> **PASSAGE**:
──────
Our project lays the groundwork for two possible implementations: BioCement, and BioBrick.
BioCement would contain dried B. subtilis cells and all the ingredients needed to initialise the bio cementation process which include urea, calcium chloride, sodium alginate, and cumate. The mixture would be combined with water and sand by the end user similarly to process of producing traditional cement, with calcium chloride added during mixing. The resulting mortar could then be used as a cement mortar alternative in most circumstances where structural requirements enable it. The second option is to sell BioBrick. This product would be used as a readymade, solid building material, and no special equipment or training would be needed for its use.
Figure 1.Conceptual process flowsheets for the production of BioCement and BioBrick. The BioCement process results in a dry, bagged product which can then be mixed with water and moulded by the consumer to form a construction material. Contrastingly, the BioBrick process results in a finished material which will then be directly introduced to construction projects.
──────
> **AIM OF THE EXERCISE**: Write out the part of the BioCement and BioBrick passage that begins at the words "Figure 1.Conceptual process" and stops after the words "to construction projects.".

> **STORED DATA**:
──────
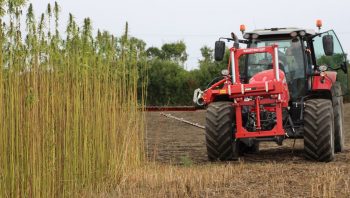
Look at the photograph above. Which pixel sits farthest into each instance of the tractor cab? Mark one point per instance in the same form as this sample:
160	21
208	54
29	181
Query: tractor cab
300	51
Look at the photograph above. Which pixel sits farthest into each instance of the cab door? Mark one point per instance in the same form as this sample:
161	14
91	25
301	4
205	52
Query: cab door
337	61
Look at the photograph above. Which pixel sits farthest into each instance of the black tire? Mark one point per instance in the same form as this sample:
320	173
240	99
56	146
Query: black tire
319	130
338	110
220	141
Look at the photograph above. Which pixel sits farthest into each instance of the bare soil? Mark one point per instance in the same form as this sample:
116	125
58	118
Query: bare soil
178	167
174	142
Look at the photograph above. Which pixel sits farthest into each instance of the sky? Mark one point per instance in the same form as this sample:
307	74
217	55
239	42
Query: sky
202	22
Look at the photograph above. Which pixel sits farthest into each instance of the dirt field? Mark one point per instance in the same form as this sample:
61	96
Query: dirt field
179	168
174	142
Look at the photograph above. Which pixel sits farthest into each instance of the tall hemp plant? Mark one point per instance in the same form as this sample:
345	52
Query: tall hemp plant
70	107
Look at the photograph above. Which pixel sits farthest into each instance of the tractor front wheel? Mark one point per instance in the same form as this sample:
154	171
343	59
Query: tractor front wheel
319	130
219	129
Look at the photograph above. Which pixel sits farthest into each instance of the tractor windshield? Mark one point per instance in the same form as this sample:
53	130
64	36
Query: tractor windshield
291	61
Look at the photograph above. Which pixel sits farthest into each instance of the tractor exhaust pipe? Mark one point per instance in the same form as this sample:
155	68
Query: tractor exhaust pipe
198	97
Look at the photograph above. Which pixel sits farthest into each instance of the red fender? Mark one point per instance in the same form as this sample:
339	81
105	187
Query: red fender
324	83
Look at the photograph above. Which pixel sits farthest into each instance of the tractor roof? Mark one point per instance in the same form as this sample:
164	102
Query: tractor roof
280	31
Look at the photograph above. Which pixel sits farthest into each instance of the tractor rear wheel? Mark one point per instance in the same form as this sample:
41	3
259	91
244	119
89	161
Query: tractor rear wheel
319	130
219	129
338	110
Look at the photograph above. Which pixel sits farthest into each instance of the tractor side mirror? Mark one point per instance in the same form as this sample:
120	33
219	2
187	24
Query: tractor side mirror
328	45
344	67
219	50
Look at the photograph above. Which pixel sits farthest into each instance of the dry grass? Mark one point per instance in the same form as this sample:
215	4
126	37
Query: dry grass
235	180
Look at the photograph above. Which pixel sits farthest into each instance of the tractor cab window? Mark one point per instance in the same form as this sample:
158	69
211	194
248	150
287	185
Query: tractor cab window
290	55
334	61
291	62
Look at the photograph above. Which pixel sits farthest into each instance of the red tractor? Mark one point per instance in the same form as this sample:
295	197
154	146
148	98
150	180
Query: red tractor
286	83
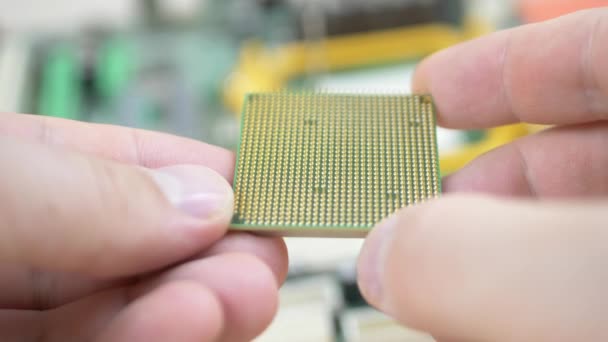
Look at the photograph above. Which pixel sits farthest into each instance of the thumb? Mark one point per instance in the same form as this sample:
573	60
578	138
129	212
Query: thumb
480	268
71	212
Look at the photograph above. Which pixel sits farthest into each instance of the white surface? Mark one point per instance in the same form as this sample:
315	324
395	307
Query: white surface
64	15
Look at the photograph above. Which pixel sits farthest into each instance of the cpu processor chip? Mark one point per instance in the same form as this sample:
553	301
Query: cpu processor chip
332	165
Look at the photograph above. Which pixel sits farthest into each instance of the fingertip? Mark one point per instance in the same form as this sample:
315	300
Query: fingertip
176	311
270	250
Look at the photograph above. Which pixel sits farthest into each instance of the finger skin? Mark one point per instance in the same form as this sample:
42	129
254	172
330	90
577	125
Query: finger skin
484	269
106	219
239	290
271	250
560	162
125	145
244	284
553	72
178	311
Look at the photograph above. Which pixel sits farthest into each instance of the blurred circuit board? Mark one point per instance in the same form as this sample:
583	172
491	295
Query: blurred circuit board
177	74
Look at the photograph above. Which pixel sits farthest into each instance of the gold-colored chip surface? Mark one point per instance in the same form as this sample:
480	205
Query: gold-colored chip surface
332	164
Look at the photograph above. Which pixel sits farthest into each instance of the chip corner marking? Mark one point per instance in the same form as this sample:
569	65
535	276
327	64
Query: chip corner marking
330	162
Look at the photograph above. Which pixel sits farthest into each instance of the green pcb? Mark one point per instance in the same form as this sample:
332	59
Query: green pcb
315	164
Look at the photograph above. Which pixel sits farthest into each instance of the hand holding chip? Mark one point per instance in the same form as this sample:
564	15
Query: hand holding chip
524	259
113	234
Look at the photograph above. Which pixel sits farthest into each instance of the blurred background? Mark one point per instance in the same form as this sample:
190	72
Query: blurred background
184	66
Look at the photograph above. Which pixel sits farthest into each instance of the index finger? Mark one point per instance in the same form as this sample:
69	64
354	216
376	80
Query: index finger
554	72
122	144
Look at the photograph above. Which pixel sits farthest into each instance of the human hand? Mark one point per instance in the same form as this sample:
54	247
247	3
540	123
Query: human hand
526	258
113	234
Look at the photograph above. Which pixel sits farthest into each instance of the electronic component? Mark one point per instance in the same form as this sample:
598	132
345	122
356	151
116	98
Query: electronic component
313	164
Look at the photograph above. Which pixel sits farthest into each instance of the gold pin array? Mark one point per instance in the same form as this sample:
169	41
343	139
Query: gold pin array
332	162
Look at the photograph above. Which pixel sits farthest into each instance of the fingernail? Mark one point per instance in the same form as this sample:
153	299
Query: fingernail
196	190
372	260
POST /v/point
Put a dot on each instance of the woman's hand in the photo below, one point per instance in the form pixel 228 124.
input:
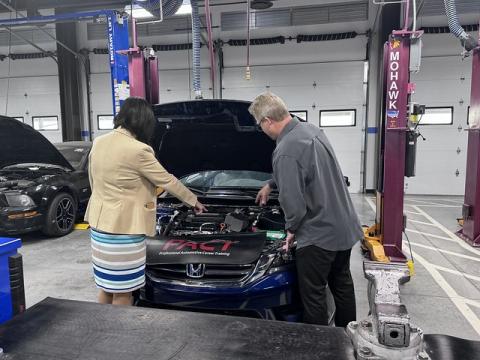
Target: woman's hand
pixel 199 208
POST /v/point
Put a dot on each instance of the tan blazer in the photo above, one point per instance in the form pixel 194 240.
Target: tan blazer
pixel 124 177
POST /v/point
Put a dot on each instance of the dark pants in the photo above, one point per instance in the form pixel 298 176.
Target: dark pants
pixel 316 268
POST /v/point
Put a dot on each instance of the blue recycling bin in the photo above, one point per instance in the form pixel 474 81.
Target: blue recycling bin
pixel 12 293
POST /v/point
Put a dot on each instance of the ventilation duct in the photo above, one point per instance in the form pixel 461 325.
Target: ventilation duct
pixel 262 41
pixel 446 29
pixel 326 37
pixel 169 7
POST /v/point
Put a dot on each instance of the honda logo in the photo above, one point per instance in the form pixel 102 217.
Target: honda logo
pixel 196 271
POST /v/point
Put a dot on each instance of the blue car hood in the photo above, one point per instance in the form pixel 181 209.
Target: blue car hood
pixel 205 135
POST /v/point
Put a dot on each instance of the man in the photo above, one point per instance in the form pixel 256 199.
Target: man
pixel 319 213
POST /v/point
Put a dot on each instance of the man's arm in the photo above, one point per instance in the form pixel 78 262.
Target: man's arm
pixel 272 184
pixel 291 188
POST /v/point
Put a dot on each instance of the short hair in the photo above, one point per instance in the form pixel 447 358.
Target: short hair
pixel 136 115
pixel 268 105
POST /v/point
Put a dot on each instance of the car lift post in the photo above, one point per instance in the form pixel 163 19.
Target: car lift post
pixel 470 231
pixel 387 332
pixel 383 240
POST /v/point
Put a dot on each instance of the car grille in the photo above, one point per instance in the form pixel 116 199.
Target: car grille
pixel 217 273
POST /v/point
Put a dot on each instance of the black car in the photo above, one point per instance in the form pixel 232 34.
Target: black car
pixel 42 186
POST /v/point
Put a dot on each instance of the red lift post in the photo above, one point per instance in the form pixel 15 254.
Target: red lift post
pixel 383 240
──────
> **EXERCISE ANSWER**:
Figure 1.Conceptual process flowsheets for the production of BioCement and BioBrick. The BioCement process results in a dry, bagged product which can then be mixed with water and moulded by the consumer to form a construction material. Contrastingly, the BioBrick process results in a finished material which will then be directly introduced to construction projects.